### TO BE DONE
Reproduce the data below line for line, leaving out the pictures.

>> Begin

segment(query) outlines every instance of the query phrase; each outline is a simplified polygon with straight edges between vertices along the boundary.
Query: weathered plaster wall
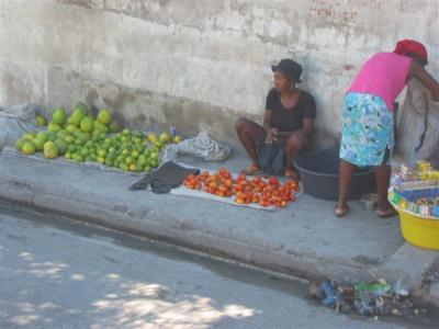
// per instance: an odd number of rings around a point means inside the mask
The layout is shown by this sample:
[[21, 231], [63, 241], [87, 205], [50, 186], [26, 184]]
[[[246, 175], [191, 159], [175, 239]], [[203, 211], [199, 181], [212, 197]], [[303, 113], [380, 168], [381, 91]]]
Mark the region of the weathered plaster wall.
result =
[[398, 38], [424, 42], [439, 77], [437, 0], [0, 0], [0, 103], [78, 100], [138, 127], [235, 140], [261, 120], [270, 65], [292, 57], [318, 106], [320, 143], [339, 134], [345, 89]]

>> End

### WRITTEN ANSWER
segment(query) outlines every instance of the query phrase; each outline is a simplified polygon with straight edges between vertices along the boundary.
Query: weathered plaster wall
// per instance: an odd number of rings around a point means inside the mask
The layout is shown by this sample:
[[21, 231], [63, 241], [87, 205], [50, 186], [26, 184]]
[[[246, 175], [191, 159], [175, 239]], [[203, 211], [199, 181], [212, 197]], [[303, 113], [380, 168], [381, 91]]]
Mark the region of the weathered plaster wall.
result =
[[398, 38], [424, 42], [439, 77], [437, 0], [0, 0], [0, 103], [78, 100], [138, 127], [235, 140], [261, 120], [270, 65], [292, 57], [318, 106], [320, 143], [339, 134], [345, 89]]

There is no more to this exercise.